DIRECTIVE> Please locate each line in the entries below that contains the word "beige" and copy those lines out.

STORED DATA>
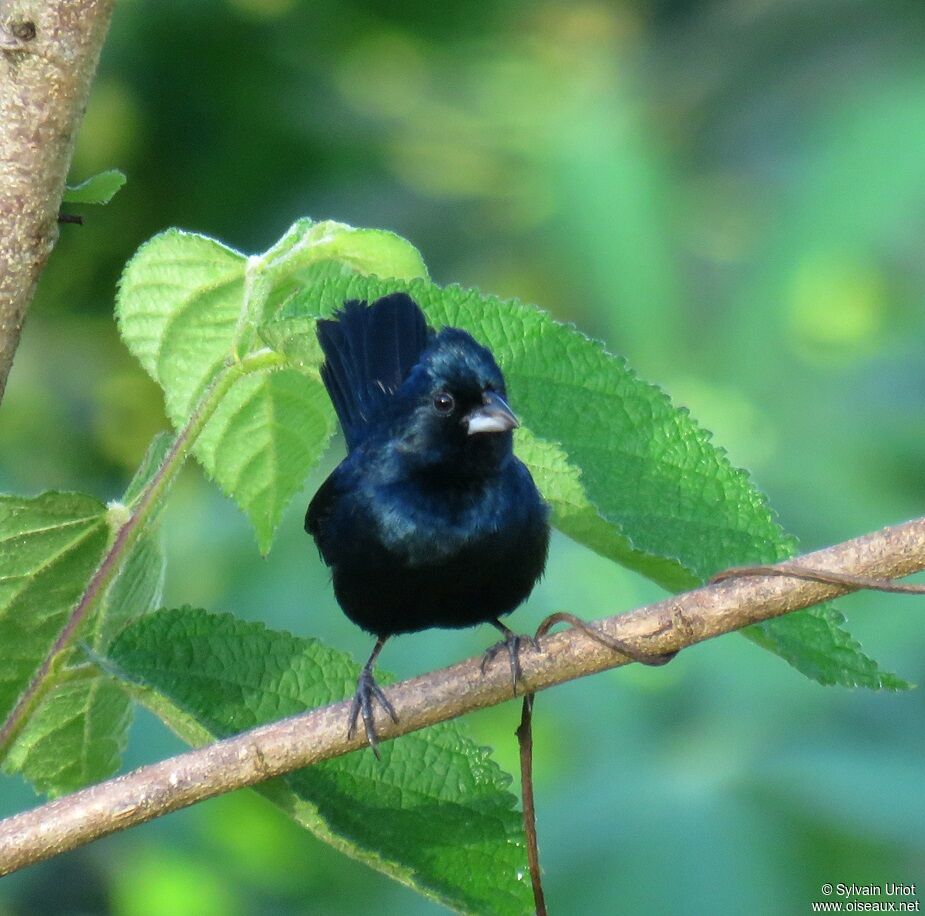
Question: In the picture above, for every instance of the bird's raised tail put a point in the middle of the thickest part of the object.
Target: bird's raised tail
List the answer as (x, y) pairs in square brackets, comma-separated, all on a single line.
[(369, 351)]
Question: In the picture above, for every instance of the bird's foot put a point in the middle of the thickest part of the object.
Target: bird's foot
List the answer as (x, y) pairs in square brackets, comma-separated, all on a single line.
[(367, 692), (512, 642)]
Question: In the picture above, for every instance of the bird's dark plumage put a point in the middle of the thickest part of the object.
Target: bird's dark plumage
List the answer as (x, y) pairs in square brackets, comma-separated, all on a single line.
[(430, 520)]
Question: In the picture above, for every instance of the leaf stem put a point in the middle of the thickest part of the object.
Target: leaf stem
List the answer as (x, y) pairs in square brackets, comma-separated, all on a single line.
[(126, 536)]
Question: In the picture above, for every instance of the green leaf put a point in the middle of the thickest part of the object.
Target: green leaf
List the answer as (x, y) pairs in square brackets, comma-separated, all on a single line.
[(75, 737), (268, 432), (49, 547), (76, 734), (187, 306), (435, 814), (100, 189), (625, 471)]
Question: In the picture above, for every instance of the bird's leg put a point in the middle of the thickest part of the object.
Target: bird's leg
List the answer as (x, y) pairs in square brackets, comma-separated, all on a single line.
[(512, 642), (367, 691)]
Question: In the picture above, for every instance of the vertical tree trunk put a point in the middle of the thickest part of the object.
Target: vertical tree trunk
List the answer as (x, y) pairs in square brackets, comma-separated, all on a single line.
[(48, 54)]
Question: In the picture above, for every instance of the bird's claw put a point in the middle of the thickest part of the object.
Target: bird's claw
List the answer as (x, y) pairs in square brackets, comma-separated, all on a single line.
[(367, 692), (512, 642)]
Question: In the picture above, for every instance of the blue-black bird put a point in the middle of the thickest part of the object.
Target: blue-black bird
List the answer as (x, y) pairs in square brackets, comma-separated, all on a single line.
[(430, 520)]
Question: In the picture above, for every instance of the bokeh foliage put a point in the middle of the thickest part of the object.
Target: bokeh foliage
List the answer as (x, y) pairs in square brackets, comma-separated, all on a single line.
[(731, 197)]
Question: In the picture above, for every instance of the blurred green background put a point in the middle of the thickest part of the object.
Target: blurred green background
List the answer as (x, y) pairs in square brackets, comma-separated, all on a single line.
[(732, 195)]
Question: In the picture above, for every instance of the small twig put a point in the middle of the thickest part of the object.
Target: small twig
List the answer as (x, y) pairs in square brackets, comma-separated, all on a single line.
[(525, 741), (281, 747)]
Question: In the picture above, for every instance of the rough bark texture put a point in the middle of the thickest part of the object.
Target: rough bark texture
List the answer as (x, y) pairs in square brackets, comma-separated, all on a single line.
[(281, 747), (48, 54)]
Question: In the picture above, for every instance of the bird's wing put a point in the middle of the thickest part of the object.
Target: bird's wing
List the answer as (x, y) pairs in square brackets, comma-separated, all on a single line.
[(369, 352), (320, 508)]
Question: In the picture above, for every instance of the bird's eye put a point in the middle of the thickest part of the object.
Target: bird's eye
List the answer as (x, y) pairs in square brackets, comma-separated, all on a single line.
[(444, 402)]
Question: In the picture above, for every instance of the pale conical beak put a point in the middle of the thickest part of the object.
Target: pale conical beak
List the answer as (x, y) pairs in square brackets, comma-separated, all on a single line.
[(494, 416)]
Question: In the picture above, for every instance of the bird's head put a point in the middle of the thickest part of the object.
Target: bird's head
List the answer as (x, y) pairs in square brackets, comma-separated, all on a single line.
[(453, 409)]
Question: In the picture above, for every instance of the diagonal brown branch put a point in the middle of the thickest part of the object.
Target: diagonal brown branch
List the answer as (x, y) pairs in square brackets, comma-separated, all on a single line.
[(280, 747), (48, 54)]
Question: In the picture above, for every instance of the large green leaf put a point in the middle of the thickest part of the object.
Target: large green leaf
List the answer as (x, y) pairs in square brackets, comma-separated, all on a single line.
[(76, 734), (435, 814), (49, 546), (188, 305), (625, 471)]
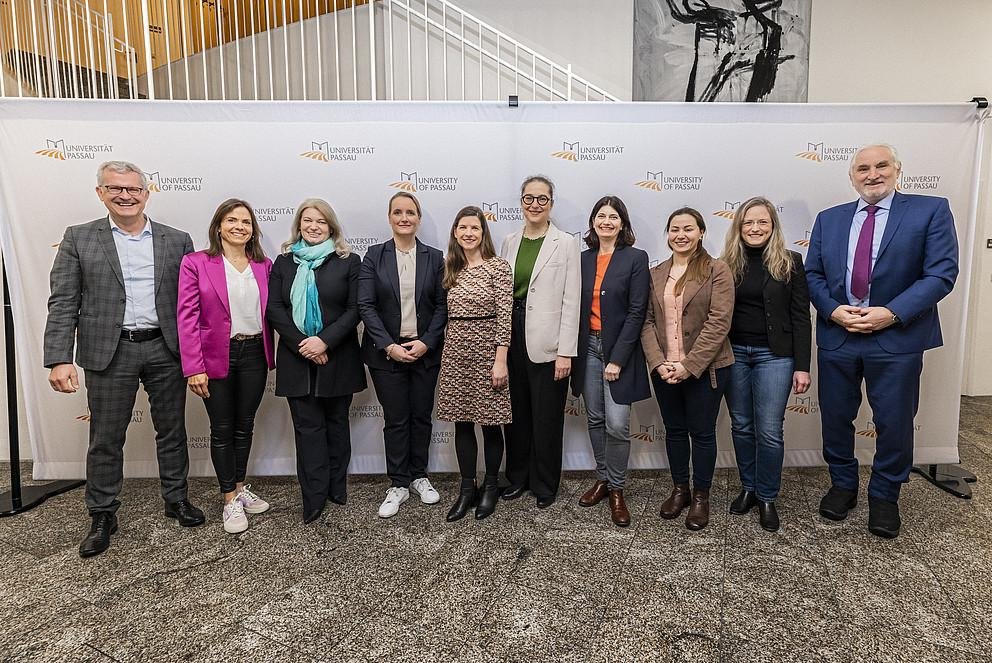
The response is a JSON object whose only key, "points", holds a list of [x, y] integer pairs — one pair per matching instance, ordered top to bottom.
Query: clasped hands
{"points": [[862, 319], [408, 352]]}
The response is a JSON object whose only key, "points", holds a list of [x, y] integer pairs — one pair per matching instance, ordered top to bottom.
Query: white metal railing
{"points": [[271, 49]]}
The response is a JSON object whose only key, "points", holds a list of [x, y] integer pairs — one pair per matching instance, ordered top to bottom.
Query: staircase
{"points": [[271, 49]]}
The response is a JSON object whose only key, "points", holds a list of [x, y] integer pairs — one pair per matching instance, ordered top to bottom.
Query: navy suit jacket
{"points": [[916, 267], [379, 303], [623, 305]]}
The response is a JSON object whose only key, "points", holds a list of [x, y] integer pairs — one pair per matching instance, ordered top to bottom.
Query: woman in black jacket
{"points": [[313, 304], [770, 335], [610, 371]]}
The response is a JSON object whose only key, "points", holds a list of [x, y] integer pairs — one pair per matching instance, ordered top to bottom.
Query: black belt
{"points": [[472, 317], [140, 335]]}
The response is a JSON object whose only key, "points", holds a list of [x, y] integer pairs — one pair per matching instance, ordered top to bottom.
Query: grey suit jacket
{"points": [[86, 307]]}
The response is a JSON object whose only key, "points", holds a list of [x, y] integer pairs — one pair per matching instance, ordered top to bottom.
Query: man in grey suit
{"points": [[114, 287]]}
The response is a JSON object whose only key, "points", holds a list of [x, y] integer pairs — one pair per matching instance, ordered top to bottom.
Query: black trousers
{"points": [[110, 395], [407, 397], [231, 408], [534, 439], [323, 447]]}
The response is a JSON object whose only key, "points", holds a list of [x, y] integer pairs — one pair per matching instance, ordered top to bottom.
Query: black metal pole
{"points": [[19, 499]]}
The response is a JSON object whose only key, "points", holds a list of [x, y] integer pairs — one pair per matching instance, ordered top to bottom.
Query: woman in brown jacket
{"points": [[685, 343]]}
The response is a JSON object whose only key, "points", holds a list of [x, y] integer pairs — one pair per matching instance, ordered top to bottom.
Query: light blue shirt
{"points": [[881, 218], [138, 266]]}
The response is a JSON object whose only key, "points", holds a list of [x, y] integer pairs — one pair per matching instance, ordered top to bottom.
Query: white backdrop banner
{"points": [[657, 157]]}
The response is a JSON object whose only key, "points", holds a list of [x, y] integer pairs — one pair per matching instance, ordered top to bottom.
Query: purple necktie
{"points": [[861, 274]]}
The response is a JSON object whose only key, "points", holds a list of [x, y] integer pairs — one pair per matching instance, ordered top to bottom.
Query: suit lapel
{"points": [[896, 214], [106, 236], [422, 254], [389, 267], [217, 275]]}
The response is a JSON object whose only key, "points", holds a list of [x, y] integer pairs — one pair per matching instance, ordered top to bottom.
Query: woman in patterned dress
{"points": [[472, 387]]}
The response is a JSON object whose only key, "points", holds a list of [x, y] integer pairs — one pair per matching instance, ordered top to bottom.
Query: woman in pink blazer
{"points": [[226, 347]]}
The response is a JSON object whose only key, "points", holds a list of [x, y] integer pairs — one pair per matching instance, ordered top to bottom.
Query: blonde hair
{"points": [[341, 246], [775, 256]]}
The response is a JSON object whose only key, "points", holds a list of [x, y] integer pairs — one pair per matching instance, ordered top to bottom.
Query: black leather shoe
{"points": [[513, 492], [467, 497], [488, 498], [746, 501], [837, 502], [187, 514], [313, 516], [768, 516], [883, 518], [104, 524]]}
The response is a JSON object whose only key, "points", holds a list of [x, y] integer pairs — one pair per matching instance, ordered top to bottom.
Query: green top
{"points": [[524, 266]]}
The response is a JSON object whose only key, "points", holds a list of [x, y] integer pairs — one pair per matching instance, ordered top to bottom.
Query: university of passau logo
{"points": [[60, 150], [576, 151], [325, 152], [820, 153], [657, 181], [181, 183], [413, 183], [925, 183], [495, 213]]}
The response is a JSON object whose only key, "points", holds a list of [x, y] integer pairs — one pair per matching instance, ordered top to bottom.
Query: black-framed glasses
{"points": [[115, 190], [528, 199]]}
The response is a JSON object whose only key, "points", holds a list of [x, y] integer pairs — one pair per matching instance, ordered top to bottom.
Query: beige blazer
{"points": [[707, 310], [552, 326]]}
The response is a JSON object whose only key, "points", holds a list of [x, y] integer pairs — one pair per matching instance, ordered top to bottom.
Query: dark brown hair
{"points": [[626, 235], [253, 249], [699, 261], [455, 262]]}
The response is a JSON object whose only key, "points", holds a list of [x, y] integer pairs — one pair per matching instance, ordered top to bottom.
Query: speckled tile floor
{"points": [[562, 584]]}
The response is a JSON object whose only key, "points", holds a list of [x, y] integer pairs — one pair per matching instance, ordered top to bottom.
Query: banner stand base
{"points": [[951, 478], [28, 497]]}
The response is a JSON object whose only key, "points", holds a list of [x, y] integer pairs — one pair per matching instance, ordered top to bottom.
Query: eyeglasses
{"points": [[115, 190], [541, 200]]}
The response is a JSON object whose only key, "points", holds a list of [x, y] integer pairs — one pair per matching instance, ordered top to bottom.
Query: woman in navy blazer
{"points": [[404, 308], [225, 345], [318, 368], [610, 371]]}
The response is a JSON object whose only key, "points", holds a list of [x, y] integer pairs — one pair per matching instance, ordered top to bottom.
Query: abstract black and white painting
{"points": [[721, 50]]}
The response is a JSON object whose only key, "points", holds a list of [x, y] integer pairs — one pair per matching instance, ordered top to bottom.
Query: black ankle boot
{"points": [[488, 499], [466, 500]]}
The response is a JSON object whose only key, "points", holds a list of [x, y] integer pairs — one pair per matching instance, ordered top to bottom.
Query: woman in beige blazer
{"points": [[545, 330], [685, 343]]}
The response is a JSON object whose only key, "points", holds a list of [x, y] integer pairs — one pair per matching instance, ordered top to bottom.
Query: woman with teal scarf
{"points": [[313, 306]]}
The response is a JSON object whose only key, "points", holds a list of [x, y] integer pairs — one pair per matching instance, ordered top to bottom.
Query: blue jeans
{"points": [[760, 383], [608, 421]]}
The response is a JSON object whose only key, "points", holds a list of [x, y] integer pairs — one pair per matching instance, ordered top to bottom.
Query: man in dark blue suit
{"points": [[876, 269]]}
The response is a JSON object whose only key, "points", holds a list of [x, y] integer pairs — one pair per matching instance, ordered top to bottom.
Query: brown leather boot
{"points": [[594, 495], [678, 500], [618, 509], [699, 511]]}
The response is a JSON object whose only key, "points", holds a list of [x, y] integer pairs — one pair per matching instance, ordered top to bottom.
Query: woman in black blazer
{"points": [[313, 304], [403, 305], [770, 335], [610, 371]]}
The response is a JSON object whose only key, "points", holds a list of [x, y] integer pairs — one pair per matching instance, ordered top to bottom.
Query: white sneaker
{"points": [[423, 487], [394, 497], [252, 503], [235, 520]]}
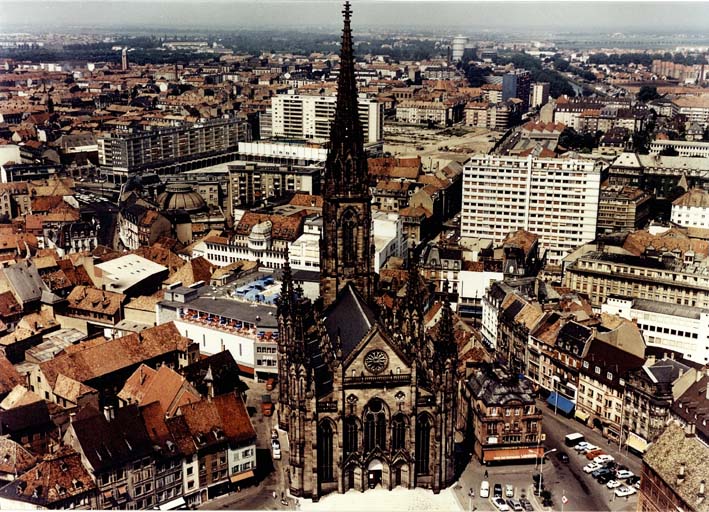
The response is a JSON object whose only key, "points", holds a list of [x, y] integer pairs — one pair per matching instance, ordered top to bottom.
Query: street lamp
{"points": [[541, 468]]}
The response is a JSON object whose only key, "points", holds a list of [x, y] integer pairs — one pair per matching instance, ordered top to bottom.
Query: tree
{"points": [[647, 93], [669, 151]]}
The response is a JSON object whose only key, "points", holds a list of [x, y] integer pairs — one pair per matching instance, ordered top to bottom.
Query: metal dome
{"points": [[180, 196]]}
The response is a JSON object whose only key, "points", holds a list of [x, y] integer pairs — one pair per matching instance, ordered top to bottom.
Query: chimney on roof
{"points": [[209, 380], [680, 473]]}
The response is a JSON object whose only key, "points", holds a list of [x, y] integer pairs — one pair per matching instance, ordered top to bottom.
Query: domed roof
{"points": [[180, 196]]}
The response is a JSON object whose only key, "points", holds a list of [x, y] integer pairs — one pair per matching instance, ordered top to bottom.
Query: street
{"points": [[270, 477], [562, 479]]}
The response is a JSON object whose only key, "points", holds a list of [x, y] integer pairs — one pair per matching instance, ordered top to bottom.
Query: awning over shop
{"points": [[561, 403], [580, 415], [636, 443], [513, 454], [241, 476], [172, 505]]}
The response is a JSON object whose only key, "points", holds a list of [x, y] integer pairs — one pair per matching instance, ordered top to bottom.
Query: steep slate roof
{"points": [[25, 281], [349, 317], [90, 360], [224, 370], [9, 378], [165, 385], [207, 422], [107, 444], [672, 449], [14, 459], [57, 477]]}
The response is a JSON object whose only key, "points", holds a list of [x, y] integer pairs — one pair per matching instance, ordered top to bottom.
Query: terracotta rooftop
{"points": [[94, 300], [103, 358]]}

TASK OUTPUT>
Query: beige blazer
Query: woman in beige blazer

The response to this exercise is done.